(Records from a data source)
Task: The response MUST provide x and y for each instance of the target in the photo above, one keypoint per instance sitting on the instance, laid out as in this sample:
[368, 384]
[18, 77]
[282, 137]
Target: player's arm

» **Problem details**:
Write out the material above line for line, with no changes.

» **Result below**:
Task: The response MUST provide x and y for each instance of the target in the photo above, one keypoint per instance sitting on the instance, laid out as in this sample:
[368, 384]
[18, 77]
[282, 137]
Target: player's arm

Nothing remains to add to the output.